Update the rows below by replacing "Tag" with "Mark" wherever it occurs, and leave everything else unchanged.
━━ Provided records
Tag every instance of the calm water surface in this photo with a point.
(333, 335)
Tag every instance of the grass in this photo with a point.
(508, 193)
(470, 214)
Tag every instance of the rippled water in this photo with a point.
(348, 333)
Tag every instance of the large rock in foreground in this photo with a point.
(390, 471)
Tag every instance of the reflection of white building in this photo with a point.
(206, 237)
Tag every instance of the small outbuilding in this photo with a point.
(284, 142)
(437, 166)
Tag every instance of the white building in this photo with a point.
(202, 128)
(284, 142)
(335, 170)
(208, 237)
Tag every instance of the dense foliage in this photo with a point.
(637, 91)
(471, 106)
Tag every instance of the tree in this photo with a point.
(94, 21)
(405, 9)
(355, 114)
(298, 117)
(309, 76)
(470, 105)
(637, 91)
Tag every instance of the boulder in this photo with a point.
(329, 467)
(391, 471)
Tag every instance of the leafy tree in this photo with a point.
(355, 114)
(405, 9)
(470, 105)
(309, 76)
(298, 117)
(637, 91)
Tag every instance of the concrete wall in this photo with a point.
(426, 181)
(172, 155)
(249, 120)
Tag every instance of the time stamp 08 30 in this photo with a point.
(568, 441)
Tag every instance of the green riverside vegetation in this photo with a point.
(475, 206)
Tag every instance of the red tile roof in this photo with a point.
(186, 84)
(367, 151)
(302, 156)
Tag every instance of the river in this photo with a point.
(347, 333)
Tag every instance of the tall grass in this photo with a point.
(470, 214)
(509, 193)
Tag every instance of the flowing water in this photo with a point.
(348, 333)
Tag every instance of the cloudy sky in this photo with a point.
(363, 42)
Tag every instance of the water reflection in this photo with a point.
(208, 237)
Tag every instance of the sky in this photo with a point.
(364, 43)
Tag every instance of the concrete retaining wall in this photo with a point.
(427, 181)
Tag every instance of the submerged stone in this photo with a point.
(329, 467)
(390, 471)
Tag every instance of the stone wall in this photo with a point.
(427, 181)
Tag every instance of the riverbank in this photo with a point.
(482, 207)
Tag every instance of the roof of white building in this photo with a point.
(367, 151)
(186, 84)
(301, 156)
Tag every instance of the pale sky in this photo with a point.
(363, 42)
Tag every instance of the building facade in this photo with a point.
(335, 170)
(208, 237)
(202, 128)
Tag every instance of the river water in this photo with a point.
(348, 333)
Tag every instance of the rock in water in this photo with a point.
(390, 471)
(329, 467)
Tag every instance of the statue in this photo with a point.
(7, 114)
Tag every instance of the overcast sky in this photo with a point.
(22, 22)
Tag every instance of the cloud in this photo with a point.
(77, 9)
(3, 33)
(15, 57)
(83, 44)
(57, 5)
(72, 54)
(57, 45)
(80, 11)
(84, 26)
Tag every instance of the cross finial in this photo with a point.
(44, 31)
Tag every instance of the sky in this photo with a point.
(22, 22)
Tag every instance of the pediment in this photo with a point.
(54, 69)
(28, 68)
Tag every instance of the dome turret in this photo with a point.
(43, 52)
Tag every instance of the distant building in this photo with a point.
━━━━
Task response:
Mark every instance of the calm water surface in this photo with a point.
(333, 335)
Mark every instance of the grass in this photo with a point.
(508, 193)
(470, 214)
Mark every instance of the rippled water in this photo with a point.
(348, 333)
Mark every instance of the large rock in foreground in this photo with a point.
(390, 471)
Mark every instance of the reflection of white building in this photo with a point.
(206, 237)
Mark every instance of the small outbuilding in this photo with a point.
(284, 142)
(437, 166)
Mark every instance of the white building in this photo with a point.
(202, 128)
(284, 142)
(335, 170)
(208, 237)
Mark every instance of the dense foliage in this photo with a point.
(637, 91)
(471, 106)
Mark every instance of the tree in this photo with a point.
(94, 21)
(405, 9)
(355, 114)
(298, 117)
(309, 76)
(470, 105)
(637, 91)
Mark every instance of the boulder in this photo with a point.
(329, 467)
(391, 471)
Mark every instance of the leafy tree in this photo with a point.
(355, 114)
(405, 9)
(470, 105)
(309, 76)
(298, 117)
(637, 91)
Mark every instance of the concrete wall in this photo with a point.
(426, 181)
(172, 155)
(249, 120)
Mark every instance of the time stamp 08 30 in this photo with a point.
(568, 441)
Mark every instance of the green riverside vegetation in this photo with a point.
(475, 206)
Mark every instance of the red tile roof in this photo with a point.
(186, 84)
(367, 151)
(302, 156)
Mark every instance of the river in this photo with a point.
(347, 333)
Mark every instance of the tall grass in this photo with a point.
(470, 214)
(509, 193)
Mark every instance of the flowing water in this photo with a point.
(348, 333)
Mark every instance of the cloudy sky in this photo with a point.
(363, 42)
Mark every instance of the water reflection in this photo with a point.
(208, 237)
Mark every instance of the sky in this photo with a point.
(364, 43)
Mark every instance of the concrete retaining wall in this photo with a point.
(427, 181)
Mark every instance of the submerged stone in this photo with a point.
(329, 467)
(390, 471)
Mark every instance of the stone wall in this photo with a point.
(427, 181)
Mark every instance of the riverbank in this photo with a point.
(482, 207)
Mark every instance of the roof of white building in this photo with a point.
(367, 151)
(186, 84)
(301, 156)
Mark every instance of the pale sky in this photo with a point.
(363, 42)
Mark every instance of the building facade in this photo with a point.
(335, 170)
(208, 237)
(202, 128)
Mark every instance of the river water in this photo with a point.
(348, 333)
Mark every instance of the rock in water in this photo with a point.
(390, 471)
(329, 467)
Mark every instance of the statue in this photo with a point.
(7, 114)
Mark every instance of the overcast sky in this photo with a point.
(22, 22)
Mark every instance of the cloud in this photo with a point.
(77, 9)
(3, 33)
(15, 57)
(83, 44)
(57, 5)
(72, 54)
(57, 45)
(80, 11)
(84, 26)
Mark every instance of the cross finial in this photo with a point.
(44, 31)
Mark every instance of the sky in this photo with a point.
(22, 22)
Mark every instance of the pediment in this photo with a point.
(54, 69)
(28, 68)
Mark every instance of the dome turret in this photo with a point.
(43, 52)
Mark every instance of the distant building in this photo with a point.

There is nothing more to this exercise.